_WHAT YOU HAVE TO DO_
Look through the data that follows and copy each line with the string "please".

======== DATA EXCERPTS ========

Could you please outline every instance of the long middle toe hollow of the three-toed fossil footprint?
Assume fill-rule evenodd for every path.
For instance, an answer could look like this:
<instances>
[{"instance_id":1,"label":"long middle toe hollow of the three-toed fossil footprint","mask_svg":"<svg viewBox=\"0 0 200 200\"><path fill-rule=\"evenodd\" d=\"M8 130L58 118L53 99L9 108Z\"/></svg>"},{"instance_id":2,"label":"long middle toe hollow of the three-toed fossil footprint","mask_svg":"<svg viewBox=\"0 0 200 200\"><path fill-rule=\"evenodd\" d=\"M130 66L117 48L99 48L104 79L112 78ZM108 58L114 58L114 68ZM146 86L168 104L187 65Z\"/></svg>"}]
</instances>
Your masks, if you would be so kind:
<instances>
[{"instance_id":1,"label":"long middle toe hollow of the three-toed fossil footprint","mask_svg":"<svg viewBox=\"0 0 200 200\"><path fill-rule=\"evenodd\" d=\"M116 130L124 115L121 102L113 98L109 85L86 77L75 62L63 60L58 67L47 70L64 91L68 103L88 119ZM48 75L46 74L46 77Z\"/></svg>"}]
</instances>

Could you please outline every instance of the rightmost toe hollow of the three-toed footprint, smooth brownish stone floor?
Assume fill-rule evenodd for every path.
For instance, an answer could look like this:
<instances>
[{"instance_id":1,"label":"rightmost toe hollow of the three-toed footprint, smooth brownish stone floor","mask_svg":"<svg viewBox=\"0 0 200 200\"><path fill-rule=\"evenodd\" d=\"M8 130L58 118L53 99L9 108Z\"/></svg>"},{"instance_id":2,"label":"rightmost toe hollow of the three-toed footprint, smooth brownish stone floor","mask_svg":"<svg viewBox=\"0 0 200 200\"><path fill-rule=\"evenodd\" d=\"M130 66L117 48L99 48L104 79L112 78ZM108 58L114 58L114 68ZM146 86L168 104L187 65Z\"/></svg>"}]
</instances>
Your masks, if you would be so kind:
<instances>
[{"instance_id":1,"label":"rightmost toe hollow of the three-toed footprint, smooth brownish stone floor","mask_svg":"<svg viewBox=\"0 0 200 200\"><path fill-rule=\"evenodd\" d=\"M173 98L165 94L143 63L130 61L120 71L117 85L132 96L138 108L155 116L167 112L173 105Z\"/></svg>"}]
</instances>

========

_ANSWER SPACE_
Could you please outline every instance of the long middle toe hollow of the three-toed fossil footprint?
Could you please outline every instance of the rightmost toe hollow of the three-toed footprint, smooth brownish stone floor?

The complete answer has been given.